Document:
■ ■ ■ ■ ■ ■ ■
Winchester Cathedral Choir is an internationally recognized professional choir based at Winchester Cathedral at Winchester in Hampshire. The choir currently consists of 18 boy choristers and 12 lay clerks and sings eight services weekly in the Cathedral. Additionally, 20 girl choristers  sing one service a week as well as concerts. Sometimes the group augments their numbers when certain musical works require a greater number of voices. The group's choristers (only boys) all attend The Pilgrims' School where they study singing, music theory, music history, and at least one instrument in addition to general academic studies. The choir regularly tours internationally, has produced numerous recordings, and appears often in television and radio broadcasts. The choir is currently directed by Andrew Lumsden, who assumed the post in 2002.

The exact year in which the chorus was founded is unknown, but it is likely that the choir was formed in the 14th century. The earliest historical document relating to the chorus dates from 1402 when a John Dyer was named as the cathedral's organist and chorus-master. A 1544 statute by Henry VIII of England decreed that the cathedral should have ten boys in the choir and a single organist.
■ ■ ■ ■ ■ ■ ■
Exercise tasks:
a) Quote the Winchester Cathedral Choir passage from "Winchester Cathedral Choir" to "post in 2002.".
b) According to the passage on Winchester Cathedral Choir, who was named the cathedral's organist and chorus-master in 1402?
■ ■ ■ ■ ■ ■ ■
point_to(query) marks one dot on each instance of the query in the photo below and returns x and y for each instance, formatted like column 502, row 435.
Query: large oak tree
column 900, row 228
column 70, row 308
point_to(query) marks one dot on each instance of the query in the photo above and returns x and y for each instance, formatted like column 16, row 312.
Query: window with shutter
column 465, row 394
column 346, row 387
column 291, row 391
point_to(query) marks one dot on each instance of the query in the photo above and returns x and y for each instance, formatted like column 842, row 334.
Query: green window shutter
■ ■ ■ ■ ■ ■ ■
Answer list:
a)
Winchester Cathedral Choir is an internationally recognized professional choir based at Winchester Cathedral at Winchester in Hampshire. The choir currently consists of 18 boy choristers and 12 lay clerks and sings eight services weekly in the Cathedral. Additionally, 20 girl choristers  sing one service a week as well as concerts. Sometimes the group augments their numbers when certain musical works require a greater number of voices. The group's choristers (only boys) all attend The Pilgrims' School where they study singing, music theory, music history, and at least one instrument in addition to general academic studies. The choir regularly tours internationally, has produced numerous recordings, and appears often in television and radio broadcasts. The choir is currently directed by Andrew Lumsden, who assumed the post in 2002.

b) John Dyer